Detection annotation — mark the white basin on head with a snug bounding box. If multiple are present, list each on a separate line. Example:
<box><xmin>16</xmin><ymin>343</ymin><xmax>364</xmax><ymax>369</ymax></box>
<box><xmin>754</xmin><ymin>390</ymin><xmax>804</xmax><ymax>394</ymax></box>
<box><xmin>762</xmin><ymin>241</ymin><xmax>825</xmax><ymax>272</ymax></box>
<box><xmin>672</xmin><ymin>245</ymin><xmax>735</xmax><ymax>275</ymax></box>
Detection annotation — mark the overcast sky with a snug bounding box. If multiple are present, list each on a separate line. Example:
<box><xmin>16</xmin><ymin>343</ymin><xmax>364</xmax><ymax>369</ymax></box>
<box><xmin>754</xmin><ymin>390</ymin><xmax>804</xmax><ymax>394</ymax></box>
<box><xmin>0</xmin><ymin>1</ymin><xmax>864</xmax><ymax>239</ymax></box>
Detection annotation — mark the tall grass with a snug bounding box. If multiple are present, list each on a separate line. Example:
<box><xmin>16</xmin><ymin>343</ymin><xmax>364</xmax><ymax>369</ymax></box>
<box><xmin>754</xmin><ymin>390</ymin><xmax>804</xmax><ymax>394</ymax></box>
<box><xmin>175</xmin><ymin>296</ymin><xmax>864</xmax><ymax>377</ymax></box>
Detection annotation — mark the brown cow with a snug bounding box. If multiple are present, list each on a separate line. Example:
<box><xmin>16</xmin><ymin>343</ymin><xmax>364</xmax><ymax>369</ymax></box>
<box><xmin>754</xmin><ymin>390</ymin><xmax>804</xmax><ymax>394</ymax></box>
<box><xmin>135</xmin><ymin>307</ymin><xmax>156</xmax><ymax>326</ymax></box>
------------
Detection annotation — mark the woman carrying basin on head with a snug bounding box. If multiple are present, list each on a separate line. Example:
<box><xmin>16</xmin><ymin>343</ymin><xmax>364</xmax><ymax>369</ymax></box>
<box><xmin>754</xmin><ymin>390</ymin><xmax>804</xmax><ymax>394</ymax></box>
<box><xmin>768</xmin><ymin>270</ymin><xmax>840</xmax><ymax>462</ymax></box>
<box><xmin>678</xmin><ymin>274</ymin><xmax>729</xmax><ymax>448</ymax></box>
------------
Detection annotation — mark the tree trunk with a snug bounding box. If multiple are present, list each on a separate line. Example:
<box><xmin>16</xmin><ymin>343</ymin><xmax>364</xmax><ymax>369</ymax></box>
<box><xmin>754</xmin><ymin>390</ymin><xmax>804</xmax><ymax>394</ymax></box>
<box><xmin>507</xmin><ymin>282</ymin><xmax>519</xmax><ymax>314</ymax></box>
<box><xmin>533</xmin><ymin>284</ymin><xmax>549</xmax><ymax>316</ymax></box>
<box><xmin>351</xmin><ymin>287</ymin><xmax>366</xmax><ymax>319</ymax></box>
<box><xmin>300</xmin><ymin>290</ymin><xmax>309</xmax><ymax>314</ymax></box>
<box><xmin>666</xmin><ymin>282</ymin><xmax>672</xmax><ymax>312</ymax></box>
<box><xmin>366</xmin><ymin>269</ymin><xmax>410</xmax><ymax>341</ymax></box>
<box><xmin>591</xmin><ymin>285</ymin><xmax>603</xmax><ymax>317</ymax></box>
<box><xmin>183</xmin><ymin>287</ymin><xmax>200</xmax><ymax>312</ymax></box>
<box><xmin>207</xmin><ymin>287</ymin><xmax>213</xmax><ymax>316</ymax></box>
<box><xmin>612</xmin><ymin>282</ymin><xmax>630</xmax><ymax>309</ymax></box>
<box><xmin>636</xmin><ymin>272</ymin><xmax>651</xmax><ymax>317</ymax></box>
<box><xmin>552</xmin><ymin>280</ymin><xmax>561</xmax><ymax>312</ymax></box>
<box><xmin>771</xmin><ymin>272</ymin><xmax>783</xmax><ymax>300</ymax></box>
------------
- What you need to do: How many lines in the entries above contain the word "multiple"? Reply with the number alone.

- Solution to this exercise: 6